• Text shown:
....

You are viewing a plain text version of this content. The canonical link for it is here.
Posted to dev@hive.apache.org by Shantian Purkad <sh...@yahoo.com> on 2011/06/07 21:31:17 UTC

Skew Join Optimization in hive

Hi,

I have a query which joins 12 different tables (most of them left outer joins) and the query takes almost 3 hours. 90% of the time is taken by a single reducer. One reducer is getting bulk of the data to process.

How can I get around this and have fair distribution of data across all reducers? I tried to enable the skewjoin optimization but getting below NPE after first step of the job is executed.

Any suggestions/ideas will be or great help.

Thanks,
Shantian

2011-06-07 19:22:28,923 Stage-11 map = 100%,  reduce = 85%
2011-06-07 19:22:30,932 Stage-11 map = 100%,  reduce = 100%
Ended Job = job_201106071542_0010
java.lang.NullPointerException
    at org.apache.hadoop.hive.ql.plan.ConditionalResolverSkewJoin.getTasks(ConditionalResolverSkewJoin.java:97)
    at org.apache.hadoop.hive.ql.exec.ConditionalTask.execute(ConditionalTask.java:81)
    at org.apache.hadoop.hive.ql.exec.Task.executeTask(Task.java:130)
    at org.apache.hadoop.hive.ql.exec.TaskRunner.runSequential(TaskRunner.java:57)
    at org.apache.hadoop.hive.ql.Driver.launchTask(Driver.java:1063)
    at org.apache.hadoop.hive.ql.Driver.execute(Driver.java:900)
    at org.apache.hadoop.hive.ql.Driver.run(Driver.java:748)
    at org.apache.hadoop.hive.cli.CliDriver.processCmd(CliDriver.java:164)
    at org.apache.hadoop.hive.cli.CliDriver.processLine(CliDriver.java:241)
    at org.apache.hadoop.hive.cli.CliDriver.main(CliDriver.java:456)
    at sun.reflect.NativeMethodAccessorImpl.invoke0(Native Method)
    at sun.reflect.NativeMethodAccessorImpl.invoke(NativeMethodAccessorImpl.java:39)
    at sun.reflect.DelegatingMethodAccessorImpl.invoke(DelegatingMethodAccessorImpl.java:25)

....

• Given request:
In the post about skew join optimization in Hive, how long does the 12-table query take to run?

Image object location entries
....

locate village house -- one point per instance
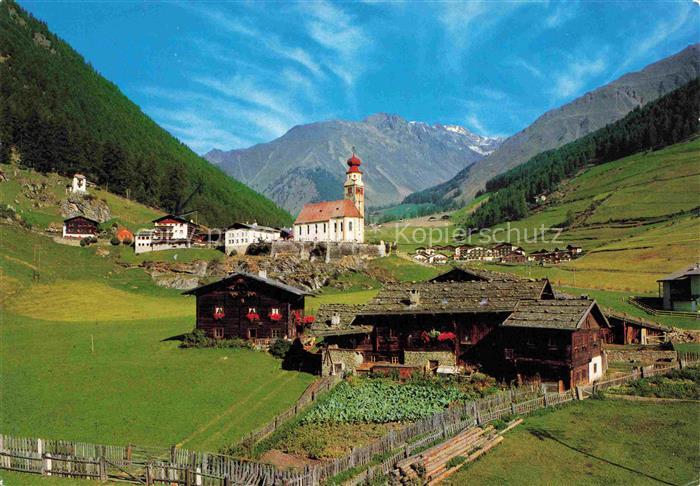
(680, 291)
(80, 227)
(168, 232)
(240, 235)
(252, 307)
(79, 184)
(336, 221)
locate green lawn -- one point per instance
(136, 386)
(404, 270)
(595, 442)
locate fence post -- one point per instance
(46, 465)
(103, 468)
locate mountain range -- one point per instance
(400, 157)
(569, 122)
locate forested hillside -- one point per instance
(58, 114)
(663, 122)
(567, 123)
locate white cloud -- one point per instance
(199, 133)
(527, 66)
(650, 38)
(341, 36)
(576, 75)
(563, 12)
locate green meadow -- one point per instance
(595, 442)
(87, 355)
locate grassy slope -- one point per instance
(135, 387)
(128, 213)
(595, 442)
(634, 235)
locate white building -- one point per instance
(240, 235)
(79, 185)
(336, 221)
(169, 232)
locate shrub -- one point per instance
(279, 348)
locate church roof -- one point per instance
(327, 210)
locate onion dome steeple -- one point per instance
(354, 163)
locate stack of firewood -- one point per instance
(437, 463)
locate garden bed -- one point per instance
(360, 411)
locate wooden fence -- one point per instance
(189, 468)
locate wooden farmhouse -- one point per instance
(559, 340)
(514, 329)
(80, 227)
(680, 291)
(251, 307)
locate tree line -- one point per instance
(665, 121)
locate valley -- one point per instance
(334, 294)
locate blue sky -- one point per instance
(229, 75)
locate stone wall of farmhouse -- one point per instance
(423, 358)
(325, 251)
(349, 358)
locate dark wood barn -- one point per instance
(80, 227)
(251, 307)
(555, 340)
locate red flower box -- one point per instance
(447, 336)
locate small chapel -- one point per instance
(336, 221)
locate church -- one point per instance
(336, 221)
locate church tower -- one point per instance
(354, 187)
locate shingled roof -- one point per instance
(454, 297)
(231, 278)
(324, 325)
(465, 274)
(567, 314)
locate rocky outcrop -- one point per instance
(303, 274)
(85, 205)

....

• Task output:
Almost 3 hours.